EXERCISE TASKS:
(1) Please answer these questions using the forum thread below.
(a) Which actor plays Nathan Curtis?
(b) How old is Bethany in the storyline?
(c) According to Perdita, where can a 16-year-old marry without parental consent?
(2) In the forum thread below, list every person named in Perdita's first post, the one about the writers' bust-up.

======== TEXT TO READ

New photos taken on set show the teenage daughter of Sarah Louise Platt staggering around drunk, after reportedly being turned away from a nightclub.

https://www.thesun.co.uk/tvandshowbi...to-rescue-her/

----------

Dazzle (25-01-2017)

----------


## Perdita

Coronation Street writers in bust-up on sex-grooming plot
Corrie's writers have had bust-ups over the soap’s sex grooming storyline.
In the soap, teen Bethany Platt is pursued by Nathan Curtis who is 20 years her senior.
Coronation Street writer Jan McVerry said the plot was “very dark” and sure to shock viewers.
And it has also triggered “heated disputes” between the soap’s army of writers.
Jan, 50, said yesterday: “I think it’s an important story to tell for young people, particularly those who may be lacking in self-confidence.
“There are worries these unscrupulous *******s get in your lives and lure you away. It is a very dark subject.
“My own children are teenagers but others with very young children have asked ‘should we be going into this darker territory?’.
“We have had many discussions on how to tell the story.”
Viewers have seen Curtis, played by Christopher Harper, slowly seduce 16-year-old Bethany, played by Lucy Fallon, after he recruited her to work in his beauty business.
Sources say Curtis will aim to prostitute her out to older pals just like real life grooming gangs in Rochdale and Rotherham.
Show boss Kieran Roberts said the nick would one of several new locations seen when the soap goes to six nights a week in the autumn.
He said they had decided to build a police station because “frankly we need one”.

----------

Dazzle (17-02-2017), swmc66 (16-02-2017)

----------


## lizann

i would hope the police will follow up her false alibi with her parents

----------


## swmc66

I doubt it

----------


## lizann

> I doubt it


  can a 16 year old give a police statement without an appropriate adult/guardian/parent?

----------


## parkerman

> can a 16 year old give a police statement without an appropriate adult/guardian/parent?


Yes. You can marry at 16!

----------

Perdita (14-03-2017)

----------


## swmc66

You have to get oarental consent to get married at 16

----------


## Perdita

> You have to get oarental consent to get married at 16


Not if the 16 year old goes to Scotland to get married  :Smile:

----------

swmc66 (14-03-2017)

================
======== PROVIDED MATERIAL

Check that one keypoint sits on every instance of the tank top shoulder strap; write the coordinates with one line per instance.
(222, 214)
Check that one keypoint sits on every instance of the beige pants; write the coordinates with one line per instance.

================

OUTPUTS BY TASK:
(1)
(a) Christopher Harper
(b) 16
(c) Scotland

(2) Bethany Platt, Nathan Curtis, Jan McVerry, Christopher Harper, Lucy Fallon, Kieran Roberts